* [Page extract]:
Notes for Calculus-based Physics

Forces

p ≡ m v,

the force experienced by an object (measured in Newtons: 1 N ≡ 1 kg m/s²) is

F ≡ dp/dt
= dm/dt v + m a
We will refer to this equation as "Newton's laws". In most cases, dm/dt = 0.

Commonly useful forces are:

F = - m g j
This is the force of gravity near the Earth's surface.

Contact forces are those forces experienced by two objects which "push" against each other. When a contact force is exerted between two objects, they both experience the same magnitude of force, but in opposite directions.
F_N is the normal force, perpendicular to the surface on which an object moves (or rests). If an object has a non-zero component of acceleration in the same direction as gravity, the normal force will be the effective weight of the object.

Ropes which do not stretch have a constant tension along their entire length. This tension exerts a force in the direction opposite to every point of connection. We will assume that our ropes (and pulleys) are massless. Objects connected by such a rope (with possible fixed pulleys in between) experience the same magnitude of acceleration. When objects are connected via movable pulleys, the magnitudes of their accelerations are related by integer multiples.

F = μ F_N
This is the force due to friction, acting in the opposite direction of motion. μ is the coefficient of friction (static coefficient of friction if the object is not moving, kinetic coefficient of friction if it is).

* [What to do]:
- a) Please extract the passage of the notes on forces between "the force experienced" and "of the object.", inclusive.
- b) In the notes on forces, what assumption is made about ropes and pulleys?
- c) Carry on the notes on forces from their final sentence.

* [Information shown]:
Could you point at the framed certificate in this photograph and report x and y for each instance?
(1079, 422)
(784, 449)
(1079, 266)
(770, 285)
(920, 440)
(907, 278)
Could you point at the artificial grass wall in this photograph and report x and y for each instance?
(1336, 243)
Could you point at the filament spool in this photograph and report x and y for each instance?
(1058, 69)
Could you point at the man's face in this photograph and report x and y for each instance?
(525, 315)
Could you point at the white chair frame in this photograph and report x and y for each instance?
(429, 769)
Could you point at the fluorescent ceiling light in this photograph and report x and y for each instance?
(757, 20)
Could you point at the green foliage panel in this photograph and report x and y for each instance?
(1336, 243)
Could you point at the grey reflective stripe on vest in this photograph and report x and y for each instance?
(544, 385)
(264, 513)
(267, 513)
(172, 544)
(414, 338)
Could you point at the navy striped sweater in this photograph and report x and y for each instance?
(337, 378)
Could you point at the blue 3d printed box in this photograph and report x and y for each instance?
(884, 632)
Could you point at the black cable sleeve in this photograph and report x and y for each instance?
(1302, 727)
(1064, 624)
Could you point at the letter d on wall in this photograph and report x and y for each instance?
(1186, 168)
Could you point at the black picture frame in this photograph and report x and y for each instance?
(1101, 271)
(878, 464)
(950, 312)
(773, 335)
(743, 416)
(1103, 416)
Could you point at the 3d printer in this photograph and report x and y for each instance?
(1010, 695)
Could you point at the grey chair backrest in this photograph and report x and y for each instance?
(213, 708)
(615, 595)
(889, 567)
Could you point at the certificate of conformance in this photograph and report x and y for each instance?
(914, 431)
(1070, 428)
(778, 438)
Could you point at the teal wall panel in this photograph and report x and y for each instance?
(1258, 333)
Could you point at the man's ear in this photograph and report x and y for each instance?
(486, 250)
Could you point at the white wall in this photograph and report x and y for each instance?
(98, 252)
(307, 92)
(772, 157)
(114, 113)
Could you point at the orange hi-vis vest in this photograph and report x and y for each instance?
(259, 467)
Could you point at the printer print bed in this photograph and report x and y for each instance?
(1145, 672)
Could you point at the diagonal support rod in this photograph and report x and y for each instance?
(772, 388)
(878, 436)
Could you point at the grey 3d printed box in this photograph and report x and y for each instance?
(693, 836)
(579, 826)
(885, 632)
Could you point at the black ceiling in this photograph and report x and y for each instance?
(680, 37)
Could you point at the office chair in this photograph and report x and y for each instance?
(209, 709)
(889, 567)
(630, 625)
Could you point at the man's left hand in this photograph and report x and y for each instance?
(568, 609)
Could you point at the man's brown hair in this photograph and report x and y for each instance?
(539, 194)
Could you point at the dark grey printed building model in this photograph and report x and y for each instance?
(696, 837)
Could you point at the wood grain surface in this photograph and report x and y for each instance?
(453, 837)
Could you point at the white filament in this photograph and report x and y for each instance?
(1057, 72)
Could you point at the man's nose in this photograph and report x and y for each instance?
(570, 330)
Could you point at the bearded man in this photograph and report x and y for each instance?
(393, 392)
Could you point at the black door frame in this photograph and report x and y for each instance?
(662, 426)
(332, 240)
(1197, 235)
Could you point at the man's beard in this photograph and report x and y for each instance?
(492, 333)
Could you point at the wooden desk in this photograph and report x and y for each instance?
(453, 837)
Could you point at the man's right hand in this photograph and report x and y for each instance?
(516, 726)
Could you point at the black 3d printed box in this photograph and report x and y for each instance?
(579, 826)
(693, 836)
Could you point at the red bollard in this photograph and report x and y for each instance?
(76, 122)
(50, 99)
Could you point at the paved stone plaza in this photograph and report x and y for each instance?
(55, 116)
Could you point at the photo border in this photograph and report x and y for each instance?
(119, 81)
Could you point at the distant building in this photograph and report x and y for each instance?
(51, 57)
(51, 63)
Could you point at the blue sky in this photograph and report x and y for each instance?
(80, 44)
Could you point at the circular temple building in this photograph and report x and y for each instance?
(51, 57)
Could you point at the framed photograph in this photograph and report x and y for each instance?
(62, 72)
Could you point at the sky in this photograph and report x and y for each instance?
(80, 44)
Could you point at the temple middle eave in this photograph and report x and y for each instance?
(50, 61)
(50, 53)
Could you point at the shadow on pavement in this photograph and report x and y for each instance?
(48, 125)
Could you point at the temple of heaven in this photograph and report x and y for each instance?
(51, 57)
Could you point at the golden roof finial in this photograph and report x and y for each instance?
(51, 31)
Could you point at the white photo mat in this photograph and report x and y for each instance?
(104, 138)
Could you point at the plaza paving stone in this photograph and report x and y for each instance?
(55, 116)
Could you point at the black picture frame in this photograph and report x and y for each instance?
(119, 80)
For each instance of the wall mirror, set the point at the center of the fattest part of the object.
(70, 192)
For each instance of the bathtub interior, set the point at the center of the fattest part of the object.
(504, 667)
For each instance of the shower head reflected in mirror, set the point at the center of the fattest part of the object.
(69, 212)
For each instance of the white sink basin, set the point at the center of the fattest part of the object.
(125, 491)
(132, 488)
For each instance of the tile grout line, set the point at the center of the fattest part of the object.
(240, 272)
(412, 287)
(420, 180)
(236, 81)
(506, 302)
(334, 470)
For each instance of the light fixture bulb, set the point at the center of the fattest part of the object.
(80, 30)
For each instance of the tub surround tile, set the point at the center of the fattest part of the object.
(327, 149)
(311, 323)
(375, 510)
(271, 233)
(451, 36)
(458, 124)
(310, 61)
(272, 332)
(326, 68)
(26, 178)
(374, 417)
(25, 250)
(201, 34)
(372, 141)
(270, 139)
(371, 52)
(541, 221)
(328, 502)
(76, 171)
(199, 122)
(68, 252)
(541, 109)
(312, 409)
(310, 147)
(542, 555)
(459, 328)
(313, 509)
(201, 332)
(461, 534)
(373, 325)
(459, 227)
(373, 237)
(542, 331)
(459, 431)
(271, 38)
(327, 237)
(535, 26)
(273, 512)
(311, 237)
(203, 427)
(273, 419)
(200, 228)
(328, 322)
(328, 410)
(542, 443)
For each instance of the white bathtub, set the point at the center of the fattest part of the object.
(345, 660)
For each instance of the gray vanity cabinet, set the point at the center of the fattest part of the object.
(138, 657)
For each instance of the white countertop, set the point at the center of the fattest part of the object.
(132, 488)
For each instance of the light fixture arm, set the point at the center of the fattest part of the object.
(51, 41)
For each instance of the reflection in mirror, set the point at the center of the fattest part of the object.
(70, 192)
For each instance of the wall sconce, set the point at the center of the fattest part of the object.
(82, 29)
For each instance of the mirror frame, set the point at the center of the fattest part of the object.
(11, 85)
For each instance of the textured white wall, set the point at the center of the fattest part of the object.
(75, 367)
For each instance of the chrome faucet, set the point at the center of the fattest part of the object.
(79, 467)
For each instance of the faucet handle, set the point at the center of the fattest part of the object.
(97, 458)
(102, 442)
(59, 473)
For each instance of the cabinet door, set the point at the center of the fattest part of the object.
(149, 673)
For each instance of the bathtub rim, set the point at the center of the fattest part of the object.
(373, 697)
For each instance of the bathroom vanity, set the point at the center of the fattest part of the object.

* [Outputs]:
- a)
the force experienced by an object (measured in Newtons: 1 N ≡ 1 kg m/s²) is

F ≡ dp/dt
= dm/dt v + m a
We will refer to this equation as "Newton's laws". In most cases, dm/dt = 0.

Commonly useful forces are:

F = - m g j
This is the force of gravity near the Earth's surface.

Contact forces are those forces experienced by two objects which "push" against each other. When a contact force is exerted between two objects, they both experience the same magnitude of force, but in opposite directions.
F_N is the normal force, perpendicular to the surface on which an object moves (or rests). If an object has a non-zero component of acceleration in the same direction as gravity, the normal force will be the effective weight of the object.

- b) They are assumed to be massless.

- c)
F = ρ V g j
This is the buoyant force exerted by a fluid on a sinking object. ρ is the density of the fluid and V is the volume of the object, so the magnitude of the force is equal to the weight of the displaced fluid (Archimedes' principle).

F = - b v
This is the force of drag experienced by an object slowly moving in a fluid; b is the drag coefficient.
If the object has high velocity, the drag force is proportional to the square of the speed.

F = - k Δx
This is the force exerted by a spring. k is the spring constant and Δx is the displacement from equilibrium (where the spring is not stretched). This is known as Hooke's law.
We will assume that our springs are massless. Note that a spring exerts the same magnitude of force on each end, but in opposite directions.

And of course the centripetal force F = m v² / r (pointing toward the center of the circular motion) is responsible for keeping the object in circular motion.

Take an inventory of all the forces acting on each object, in all perpendicular directions (x and y, or parallel and normal if an incline is involved). Gravity is almost always present, and there is a nonzero force in every direction in which there is a nonzero acceleration, so ask yourself what the acceleration is in every direction.

For every direction in which any force acts and the component of acceleration is zero, there must be more than one force acting along that direction!

Then write the vector component equations for Newton's laws for each object or point of connection. Make sure that the relative signs of the forces and the accelerations make physical sense. State specifically the direction of motion associated with positive acceleration for each object under consideration.

Consider the following contraption:

Mass 1 (m₁) is acted upon by the forces of
- gravity (down),
- tension T₁ (up),
- buoyancy (up)
- and drag (up if m₁ is sinking, down if m₁ is rising).

Mass 2 (m₂) is acted upon by
- the force of gravity (down),
- the normal force exerted by the surface (up),
- the contact force between masses 2 and 3 (denoted F₂₃; left if m₂ is moving to the right, 0 otherwise),
- tensions T₁ (left) and
- T₂ (right), and
- the force of friction with the surface (right if m₂ is moving to the left, left if m₂ is moving to the right).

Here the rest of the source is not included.